(SUPPLIED RECORDS)

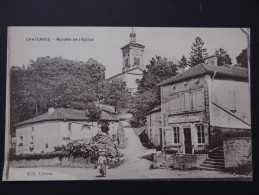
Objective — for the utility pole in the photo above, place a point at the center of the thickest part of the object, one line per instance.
(247, 33)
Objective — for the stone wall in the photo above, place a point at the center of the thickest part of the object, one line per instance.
(236, 151)
(53, 162)
(188, 161)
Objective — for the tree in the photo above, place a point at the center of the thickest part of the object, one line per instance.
(183, 63)
(222, 57)
(242, 59)
(113, 93)
(198, 52)
(93, 112)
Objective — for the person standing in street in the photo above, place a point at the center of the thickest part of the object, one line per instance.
(101, 164)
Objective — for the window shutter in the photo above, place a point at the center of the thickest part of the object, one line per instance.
(187, 101)
(182, 102)
(198, 99)
(174, 104)
(232, 100)
(168, 137)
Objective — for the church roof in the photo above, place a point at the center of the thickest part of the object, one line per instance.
(226, 72)
(133, 44)
(155, 109)
(63, 114)
(124, 73)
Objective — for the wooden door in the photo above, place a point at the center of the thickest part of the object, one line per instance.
(187, 140)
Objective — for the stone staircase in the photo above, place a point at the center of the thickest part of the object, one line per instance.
(215, 162)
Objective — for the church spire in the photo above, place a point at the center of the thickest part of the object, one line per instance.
(132, 36)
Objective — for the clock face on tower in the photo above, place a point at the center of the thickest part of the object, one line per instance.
(137, 53)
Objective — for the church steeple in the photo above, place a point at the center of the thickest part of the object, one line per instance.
(132, 54)
(132, 36)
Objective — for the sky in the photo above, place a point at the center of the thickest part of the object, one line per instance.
(104, 43)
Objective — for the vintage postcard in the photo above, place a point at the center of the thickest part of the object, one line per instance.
(112, 103)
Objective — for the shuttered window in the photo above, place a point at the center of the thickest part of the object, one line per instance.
(168, 137)
(200, 134)
(186, 102)
(176, 135)
(198, 99)
(174, 104)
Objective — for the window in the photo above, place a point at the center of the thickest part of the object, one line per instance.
(185, 102)
(136, 61)
(126, 62)
(174, 104)
(168, 136)
(69, 126)
(176, 135)
(200, 134)
(21, 141)
(31, 142)
(198, 99)
(232, 101)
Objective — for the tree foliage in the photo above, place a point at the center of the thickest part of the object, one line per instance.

(DESCRIPTION OF THE TASK)
Starting at the line that contains "Objective — for the vintage", quote each remaining line of the entries above, unchanged.

(SOLUTION)
Objective — for the vintage postcard in the photo above, place a point at the center of the thickest part of the object, one line per instance.
(112, 103)
Objective — for the shuttered window in the photo above, place a point at the center of the thickest part of the object, one line per instance.
(168, 137)
(200, 134)
(186, 102)
(176, 135)
(198, 99)
(174, 104)
Objective — for the window in the photo above, place a point at the center of the thickest part of the object, one line per instance.
(185, 102)
(136, 61)
(126, 62)
(174, 104)
(168, 136)
(69, 126)
(176, 135)
(200, 134)
(21, 141)
(31, 142)
(198, 99)
(232, 101)
Objective — for the tree foliage in the photo above, place a point at the center of the thickest part of the object, one line per instance.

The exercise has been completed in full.